» Auszug zum Lesen:
* * * *

Das Gleiche gilt für Krankheitstage auf beiden Seiten: Die Tagesmutter hat sich die Zeit zur Betreuung des Kindes freigehalten und behält deshalb auch den Anspruch auf die vertraglich vereinbarte Bezahlung. Auch wenn ein Kind früher abgeholt wird oder vorzeitig aus der Betreuung ausscheidet behält die Tagesmutter den Anspruch auf Bezahlung während der Kündigungsfrist, da sie ja dem Kind auch den Platz reserviert hat bzw. willens war, das Kind bis zum vereinbarten Zeitpunkt zu betreuen und alle Termine darauf abgestimmt hat.
Wenn man nun die Kosten der Kinderbetreuung gegen die Arbeitszeiten der Tagesmutter aufwiegt, wird man sehr schnell feststellen, dass man durch den Beruf der Tagesmutter nicht wirklich reich werden kann, und dass sehr viel Idealismus und Kinderliebe dazugehört, um dies Arbeit auszuüben. Ich hoffe auf und kämpfe für Anerkennung meines Berufes bei Eltern, Kolleginnen, Politikern und allen Menschen, damit meine Arbeit vielleicht irgendwann einmal von allen anerkannt wird, denn leider haben meine Kolleginnen und ich die Erfahrung gemacht, dass oft jede Putzfrau anerkannter ist als wir, da diese nach vieler Leute Meinung „richtig arbeitet" , während wir „nur ein bisschen mit den Kindern spielen...". Oder wie sonst ist es zu verstehen, dass einer Putzfrau selbstverständlich 8 bis 12 € in der Stunde gezahlt werden, mit der Tagesmutter aber oft um jeden Cent gefeilscht oder über die Höhe der quittierten Kosten diskutiert wird? Und bei der Putzfrau ist das Geld, das sie erhält, wirklich der Reingewinn, da ihr die Arbeitsmaterialen gestellt werden! Ebenso selbstverständlich wird einem Babysitter (der ja meist nicht volljährig ist und auch keinerlei Qualifikation vorweisen muss) oft ein Stundenlohn von 7-10 Euro und mehr gezahlt.

* * * *

» Gesammelte Einträge:
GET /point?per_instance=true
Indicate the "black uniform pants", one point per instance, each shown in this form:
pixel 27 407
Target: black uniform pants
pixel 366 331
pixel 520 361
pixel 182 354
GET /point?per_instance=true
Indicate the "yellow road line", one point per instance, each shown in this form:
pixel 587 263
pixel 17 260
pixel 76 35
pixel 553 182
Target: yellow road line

* * * *

» Arbeitsauftrag A:
Beantworte anhand des Textes über Tagesmütter diese Fragen:
(i) Wie lange behält die Tagesmutter den Anspruch auf Bezahlung, wenn ein Kind vorzeitig aus der Betreuung ausscheidet?
(ii) Welcher Stundenlohn wird einer Putzfrau laut Text selbstverständlich gezahlt?
(iii) Welchen Stundenlohn erhält ein Babysitter oft?
» Arbeitsauftrag B: Warum behält die Tagesmutter laut dem Text über Tagesmütter an Krankheitstagen den Anspruch auf die vertraglich vereinbarte Bezahlung?

» Endgültige Antwort A:
(i) Während der Kündigungsfrist.
(ii) 8 bis 12 € in der Stunde.
(iii) 7-10 Euro und mehr.

» Endgültige Antwort B: Die Tagesmutter hat sich die Zeit zur Betreuung des Kindes freigehalten. Deshalb behält sie auch an Krankheitstagen den Anspruch auf die vertraglich vereinbarte Bezahlung.